Locate every line in the listing below that contains the string "heron" and copy each one. Matching is case-sensitive.

* Material provided *
━━━━━━━━━━━━━━━━

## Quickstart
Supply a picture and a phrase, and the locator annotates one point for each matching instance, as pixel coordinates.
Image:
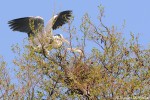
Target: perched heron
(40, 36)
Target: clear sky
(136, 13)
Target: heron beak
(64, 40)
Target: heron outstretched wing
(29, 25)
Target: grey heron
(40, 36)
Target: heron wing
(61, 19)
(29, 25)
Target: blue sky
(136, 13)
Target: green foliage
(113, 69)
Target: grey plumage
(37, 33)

━━━━━━━━━━━━━━━━

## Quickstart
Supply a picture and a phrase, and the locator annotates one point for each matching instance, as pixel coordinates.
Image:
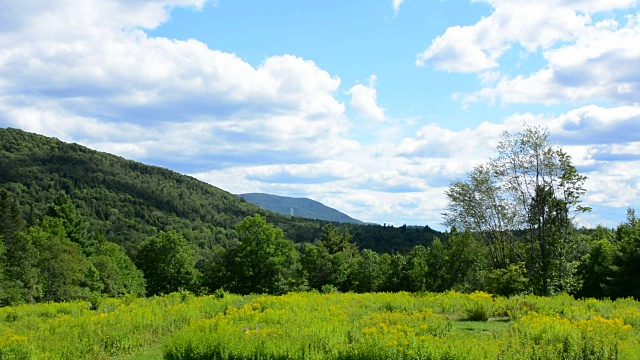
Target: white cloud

━━━━━━━━━━━━━━━━

* Solved exercise *
Target: perched heron
Target: heron beak
Target: heron outstretched wing
Target: grey heron
Target: heron wing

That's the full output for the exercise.